Source records:
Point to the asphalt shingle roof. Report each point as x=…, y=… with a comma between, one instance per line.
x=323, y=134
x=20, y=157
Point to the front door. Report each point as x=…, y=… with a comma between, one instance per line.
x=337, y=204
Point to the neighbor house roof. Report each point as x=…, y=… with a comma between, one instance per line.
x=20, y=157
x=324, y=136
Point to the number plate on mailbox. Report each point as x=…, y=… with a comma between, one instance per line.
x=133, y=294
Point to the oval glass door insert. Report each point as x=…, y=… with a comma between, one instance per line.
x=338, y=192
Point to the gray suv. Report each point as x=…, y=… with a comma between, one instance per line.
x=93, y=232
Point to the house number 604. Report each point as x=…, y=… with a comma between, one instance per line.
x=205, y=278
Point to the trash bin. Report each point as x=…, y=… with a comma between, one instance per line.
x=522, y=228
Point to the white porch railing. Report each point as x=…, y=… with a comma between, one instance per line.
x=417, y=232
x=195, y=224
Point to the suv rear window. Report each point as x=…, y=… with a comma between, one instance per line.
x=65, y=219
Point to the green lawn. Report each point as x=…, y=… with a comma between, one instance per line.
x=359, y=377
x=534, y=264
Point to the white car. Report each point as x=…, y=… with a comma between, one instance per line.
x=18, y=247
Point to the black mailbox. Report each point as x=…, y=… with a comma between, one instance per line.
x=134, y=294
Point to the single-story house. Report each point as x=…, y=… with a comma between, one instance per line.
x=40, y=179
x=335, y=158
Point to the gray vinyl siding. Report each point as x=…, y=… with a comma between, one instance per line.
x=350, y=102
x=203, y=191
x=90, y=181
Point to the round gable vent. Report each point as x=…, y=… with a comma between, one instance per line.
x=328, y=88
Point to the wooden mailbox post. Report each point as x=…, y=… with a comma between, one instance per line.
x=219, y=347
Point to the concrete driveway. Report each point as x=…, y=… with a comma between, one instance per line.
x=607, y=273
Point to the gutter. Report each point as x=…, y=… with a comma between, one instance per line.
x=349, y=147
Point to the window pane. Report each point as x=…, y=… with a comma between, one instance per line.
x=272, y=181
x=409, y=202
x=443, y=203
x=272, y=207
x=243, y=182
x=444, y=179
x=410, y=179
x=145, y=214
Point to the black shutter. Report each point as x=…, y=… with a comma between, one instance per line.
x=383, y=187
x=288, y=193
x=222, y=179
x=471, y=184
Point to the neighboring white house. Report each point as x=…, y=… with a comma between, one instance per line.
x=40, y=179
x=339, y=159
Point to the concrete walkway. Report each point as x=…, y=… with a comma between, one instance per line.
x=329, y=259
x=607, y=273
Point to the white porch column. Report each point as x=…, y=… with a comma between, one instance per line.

What is needed: Print all of the entries exactly as they appear.

Answer below:
Point to the asphalt shingle roof. Report each point as x=…, y=… with a comma between, one instance per line.
x=323, y=134
x=20, y=157
Point to the front door. Report each point as x=…, y=… with a comma between, one instance per line.
x=337, y=204
Point to the neighbor house roof. Report each point as x=…, y=… with a comma between, one instance per line.
x=20, y=157
x=324, y=136
Point to the number plate on mailbox. Report each point as x=…, y=… with a comma between, one instance per line.
x=133, y=294
Point to the oval glass door insert. Report each point as x=…, y=… with a comma between, one instance per line.
x=338, y=192
Point to the gray suv. Report each point as x=…, y=… with a comma between, one instance per line.
x=93, y=232
Point to the house number 604. Report each point as x=…, y=… with a comma between, one instance per line.
x=205, y=278
Point to the trash bin. Report each point as x=…, y=… with a comma between, one instance per line.
x=522, y=228
Point to the white porch railing. Report each point as x=…, y=… with a comma between, one instance per line.
x=417, y=232
x=195, y=224
Point to the suv rear window. Report each point as x=…, y=… with a comma between, one instance per line.
x=65, y=219
Point to the green lawn. Report each point as x=…, y=… with a comma between, one instance per line.
x=359, y=377
x=534, y=264
Point to the white car. Report each point as x=…, y=… with a comma between, one instance per line.
x=18, y=247
Point to the black mailbox. Report each point as x=…, y=… with a comma between, one instance per line.
x=134, y=294
Point to the single-story house. Report each point as x=…, y=… with a comma between, one instance per line.
x=40, y=179
x=335, y=158
Point to the gray vinyl siding. Report each point as x=…, y=… with a comma between, one instance per line.
x=350, y=102
x=203, y=191
x=90, y=181
Point to the round gable vent. Report each point as x=…, y=… with a comma between, one instance per line.
x=328, y=88
Point to the wooden mailbox post. Report each point as x=…, y=… with a comma between, one instance per line.
x=219, y=347
Point to the concrete driveway. Report each point as x=…, y=… with a comma between, one instance per line.
x=607, y=273
Point to the gutter. Report each point as x=…, y=… with a comma between, one instance per line.
x=349, y=147
Point to the window pane. Report each point as x=…, y=… with a comma between, one instance per line.
x=272, y=181
x=409, y=202
x=443, y=203
x=272, y=207
x=243, y=182
x=444, y=179
x=410, y=179
x=145, y=214
Point to the black shutter. Report each point as x=…, y=… with a comma between, one instance per line.
x=383, y=187
x=288, y=193
x=222, y=179
x=471, y=184
Point to the neighboring white house. Report each point as x=…, y=… with a comma between, one instance per line.
x=40, y=179
x=339, y=159
Point to the concrete walkway. Report each point as x=…, y=… with a comma between, one instance per line.
x=329, y=259
x=607, y=273
Point to the white porch column. Report each point as x=…, y=… with a comma between, one instance per line.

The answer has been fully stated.